=== Records provided ===
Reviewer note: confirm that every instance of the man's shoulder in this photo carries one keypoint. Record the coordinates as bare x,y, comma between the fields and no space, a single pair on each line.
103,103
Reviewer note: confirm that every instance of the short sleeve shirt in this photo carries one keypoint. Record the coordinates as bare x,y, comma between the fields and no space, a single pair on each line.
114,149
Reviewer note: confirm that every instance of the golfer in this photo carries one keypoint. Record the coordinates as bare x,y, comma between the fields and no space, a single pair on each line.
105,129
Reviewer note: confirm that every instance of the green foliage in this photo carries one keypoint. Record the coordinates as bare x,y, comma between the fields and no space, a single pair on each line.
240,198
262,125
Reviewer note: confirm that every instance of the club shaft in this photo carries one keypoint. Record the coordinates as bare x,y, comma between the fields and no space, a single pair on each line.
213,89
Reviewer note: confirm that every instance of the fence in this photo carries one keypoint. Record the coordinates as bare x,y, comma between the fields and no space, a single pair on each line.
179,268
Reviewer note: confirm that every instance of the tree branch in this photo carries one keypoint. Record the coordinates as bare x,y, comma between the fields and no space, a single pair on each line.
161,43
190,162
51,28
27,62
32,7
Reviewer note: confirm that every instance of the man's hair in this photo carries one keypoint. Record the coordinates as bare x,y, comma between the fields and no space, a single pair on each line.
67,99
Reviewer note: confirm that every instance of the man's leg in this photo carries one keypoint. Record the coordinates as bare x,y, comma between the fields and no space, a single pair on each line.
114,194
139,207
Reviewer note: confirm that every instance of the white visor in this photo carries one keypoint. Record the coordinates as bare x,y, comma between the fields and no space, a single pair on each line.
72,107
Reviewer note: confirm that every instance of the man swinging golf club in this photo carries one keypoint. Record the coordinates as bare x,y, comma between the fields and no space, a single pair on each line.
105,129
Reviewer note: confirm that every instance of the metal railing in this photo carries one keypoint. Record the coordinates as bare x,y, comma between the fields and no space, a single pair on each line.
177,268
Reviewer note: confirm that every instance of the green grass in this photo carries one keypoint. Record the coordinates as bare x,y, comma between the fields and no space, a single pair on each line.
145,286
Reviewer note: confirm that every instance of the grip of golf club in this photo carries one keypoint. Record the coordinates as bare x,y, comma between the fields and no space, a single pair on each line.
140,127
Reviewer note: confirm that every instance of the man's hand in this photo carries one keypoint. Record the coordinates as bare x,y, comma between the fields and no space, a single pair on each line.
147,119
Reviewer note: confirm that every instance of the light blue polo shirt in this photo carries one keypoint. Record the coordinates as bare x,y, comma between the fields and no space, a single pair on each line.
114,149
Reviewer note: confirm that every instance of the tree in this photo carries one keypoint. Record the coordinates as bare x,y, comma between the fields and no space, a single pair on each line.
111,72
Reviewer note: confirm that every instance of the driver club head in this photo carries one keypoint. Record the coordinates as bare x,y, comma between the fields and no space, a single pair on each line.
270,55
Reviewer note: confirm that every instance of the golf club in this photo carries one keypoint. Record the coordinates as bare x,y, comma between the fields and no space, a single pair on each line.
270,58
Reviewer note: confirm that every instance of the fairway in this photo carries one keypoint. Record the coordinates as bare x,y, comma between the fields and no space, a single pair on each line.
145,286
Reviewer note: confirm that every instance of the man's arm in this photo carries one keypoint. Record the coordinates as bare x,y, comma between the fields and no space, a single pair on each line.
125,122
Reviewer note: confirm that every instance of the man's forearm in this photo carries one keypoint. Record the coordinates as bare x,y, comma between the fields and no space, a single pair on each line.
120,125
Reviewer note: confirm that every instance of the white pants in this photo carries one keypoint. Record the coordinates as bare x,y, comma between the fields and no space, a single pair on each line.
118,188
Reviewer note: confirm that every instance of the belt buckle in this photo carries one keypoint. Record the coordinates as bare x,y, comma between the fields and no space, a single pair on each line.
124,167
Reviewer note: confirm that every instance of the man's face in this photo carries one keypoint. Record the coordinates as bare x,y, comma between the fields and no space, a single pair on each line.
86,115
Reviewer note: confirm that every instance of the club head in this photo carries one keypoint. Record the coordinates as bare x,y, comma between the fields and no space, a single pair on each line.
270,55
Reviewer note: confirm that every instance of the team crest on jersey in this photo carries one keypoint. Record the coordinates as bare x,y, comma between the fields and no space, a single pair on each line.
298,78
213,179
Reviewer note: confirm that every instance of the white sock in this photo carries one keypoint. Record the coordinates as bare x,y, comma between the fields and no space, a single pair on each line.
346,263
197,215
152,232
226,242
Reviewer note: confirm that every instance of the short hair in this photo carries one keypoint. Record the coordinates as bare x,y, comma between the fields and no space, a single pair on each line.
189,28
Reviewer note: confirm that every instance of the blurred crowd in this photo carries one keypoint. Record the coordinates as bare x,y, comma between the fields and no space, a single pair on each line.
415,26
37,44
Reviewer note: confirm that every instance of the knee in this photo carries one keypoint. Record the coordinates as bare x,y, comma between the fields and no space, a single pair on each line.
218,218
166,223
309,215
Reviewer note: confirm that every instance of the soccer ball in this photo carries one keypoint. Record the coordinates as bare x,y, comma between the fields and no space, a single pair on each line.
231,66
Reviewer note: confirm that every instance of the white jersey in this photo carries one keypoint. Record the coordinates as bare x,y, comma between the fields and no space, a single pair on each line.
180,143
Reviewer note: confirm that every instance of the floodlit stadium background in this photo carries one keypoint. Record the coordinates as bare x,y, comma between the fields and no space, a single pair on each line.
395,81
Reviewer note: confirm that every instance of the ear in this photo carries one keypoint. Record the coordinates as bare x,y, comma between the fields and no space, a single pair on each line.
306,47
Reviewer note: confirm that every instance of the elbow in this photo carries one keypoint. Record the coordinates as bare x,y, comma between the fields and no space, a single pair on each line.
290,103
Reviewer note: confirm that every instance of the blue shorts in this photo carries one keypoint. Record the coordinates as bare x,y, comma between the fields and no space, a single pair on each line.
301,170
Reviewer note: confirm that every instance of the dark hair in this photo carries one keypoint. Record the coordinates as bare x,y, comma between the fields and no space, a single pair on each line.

=== Exercise brief ===
Go through the entries and repeat each one exactly.

=== Reply ===
Reviewer note: confirm that every instance of the man's shoulder in this photo carries one keypoint. Record the coordinates as bare x,y, comma between the fields and no space, a single pair on each line.
103,103
Reviewer note: confirm that every instance of the short sleeve shirt in this photo carries one keypoint. Record the coordinates as bare x,y, comma between the fields and no space, a single pair on each line.
114,149
Reviewer note: confirm that every instance of the golfer in this photo carries one keypoint. Record the coordinates as bare x,y, comma between the fields and no space, a single pair on each line.
105,129
Reviewer note: confirm that every instance of the green foliage in this photo carries one keypoint. Record the coordinates as bare x,y, comma between the fields and no space, a single pair on each line.
240,198
262,125
Reviewer note: confirm that every instance of the club shaft in this photo carries one keypoint. Record the coordinates as bare x,y, comma between the fields and no space, a single pair on each line.
213,89
Reviewer note: confirm that every instance of the fence in this photo carries one keypoint. Record the coordinates as bare x,y, comma between the fields and no space, a single pair on each line.
179,268
Reviewer note: confirm that every instance of the tree branch in this photo carries one keypoint. Record the coordinates as bare x,y, comma between the fields and no space, a single pair on each line.
161,43
190,162
51,28
27,62
32,7
Reviewer note: confirm that every instance of the man's hair in this photo carries one keypoint. Record the coordinates as bare x,y, comma between the fields and no space, a single pair on each line.
67,99
Reviewer note: confirm that every instance of the man's leg in this photo carries one keypoint. Record the coordinates as bare x,y, comma between the fields and no space, a single pair on each line.
114,194
139,207
Reviewer note: confirm that every instance of the white visor in this photo carries one keypoint. Record the coordinates as bare x,y, comma between the fields and no space, a single pair on each line.
72,107
Reviewer note: confirm that every instance of the man swinging golf club in this photo carries one keypoint. Record the coordinates as bare x,y, comma between the fields and no space, a single pair on each line.
105,129
Reviewer note: confirm that every instance of the metal railing in this photo carries one keypoint. Record the coordinates as bare x,y, comma between the fields and no space, a single pair on each line.
177,268
Reviewer note: confirm that every instance of the green grass in this photo carries one keypoint. Record the coordinates as bare x,y, comma between the fields and no space, a single pair on each line.
145,286
Reviewer note: confirm that every instance of the grip of golf club in this photo carries one keypoint. Record the coordinates as bare x,y, comma between the fields and no space, a single pair on each line.
140,127
Reviewer note: confirm that every instance of the man's hand in this photo carries one keypoint. Record the coordinates as bare x,y, comma between the fields and no space, a single pair on each line.
147,119
Reviewer note: confirm that every instance of the light blue polo shirt in this photo carries one keypoint. Record the coordinates as bare x,y, comma between the fields and no space, a single pair on each line.
114,149
Reviewer note: confirm that every instance of the tree in this photo carries one keypoint. Record the coordinates as bare x,y, comma between the fields and no space, a single pair on each line.
111,72
Reviewer note: confirm that every instance of the driver club head in this photo carries one keypoint. Record the coordinates as bare x,y, comma between the fields and no space, a single pair on each line.
270,55
Reviewer note: confirm that every instance of the golf club in this photo carries one keypoint. Record the coordinates as bare x,y, comma between the fields and no space, a single pair on each line.
270,58
Reviewer note: confirm that every instance of the fairway in this photo carries one keypoint. Record the coordinates as bare x,y, comma between the fields and no space, a single pair on each line.
145,286
Reviewer note: confirm that every instance of the man's arm in this photo carries one keypoint. Record the coordinates as bare x,y, comma between the fields and no space, a single pair on each line.
125,122
Reviewer note: confirm that every instance of the man's forearm in this photo carries one keypoint. Record the coordinates as bare x,y, comma between the fields and no space, a single pair on each line.
120,125
Reviewer note: confirm that every instance of the white pants in this photo carries one keypoint. Record the coordinates as bare x,y, comma between the fields and no space, a single pair on each line.
118,188
Reviewer note: confirm that every instance of the belt buckle in this photo carries one keypoint. Record the coordinates as bare x,y, comma between the fields and no space, a single pair on each line.
124,167
Reviewer note: confirm that every instance of the man's face in this photo carries one keypoint. Record the coordinates as bare x,y, comma between the fields and no space, a single pair on each line.
86,115
Reviewer note: confirm that every instance of the club head in this photo carries one keypoint. Record the coordinates as bare x,y, comma between the fields and no space, a single pair on each line.
270,55
Reviewer note: confirm that every instance of the team crest on jersey in this photo carries one keypoint. Record the coordinates as bare x,y, comma between the fields and no space, a single pair on each line.
298,78
213,179
Reviewer note: confirm that every instance of the white sock in this photo carries one keypoint. Record the coordinates as bare x,y, comma between the fields and no space, a single pair on each line.
346,263
197,215
152,232
226,242
Reviewer note: confirm that every instance of the short hair in this photo carries one keypoint. Record the coordinates as bare x,y, comma between the fields and no space, a single pair on each line.
189,28
Reviewer note: confirm that every instance of the blurred crowd in this photo carries one keypoint. Record the coordinates as bare x,y, comma between the fields and no space, a single pair on each line.
415,26
37,44
Reviewer note: confirm that every instance of the knee in this photo carries one keypoint. Record the coordinates as bare x,y, comma between the fields and no space, a single pair on each line.
218,218
166,223
309,215
Reviewer note: confirm that every instance of the soccer ball in this photo carries one keypoint. Record the coordinates as bare x,y, comma between the fields and no space, a single pair on each line.
231,66
Reviewer note: confirm that every instance of the white jersey in this photo carries one keypoint. Record the coordinates as bare x,y, comma between the fields and no space, a single pair on each line.
180,143
Reviewer note: confirm that every instance of the floodlit stadium background in this photo carries one keypoint. Record the coordinates as bare x,y, comma between the fields and no space, a single pair on each line.
395,81
Reviewer note: confirm that every instance of the ear in this photo carries one keypoint. Record the coordinates as bare x,y, comma between the fields and no space, a single pair on each line.
306,47
Reviewer note: confirm that every instance of the elbow in this photo carries one keypoint. Record the coordinates as bare x,y, comma between the fields and no space, a single pair on each line.
290,103
Reviewer note: confirm that every instance of the blue shorts in this photo carries one keypoint. Record the coordinates as bare x,y, comma between the fields and no space, a single pair on each line.
301,170
Reviewer note: confirm that every instance of the dark hair in this photo carries one keypoint. Record the coordinates as bare x,y, comma between the fields and no space, a single pair on each line.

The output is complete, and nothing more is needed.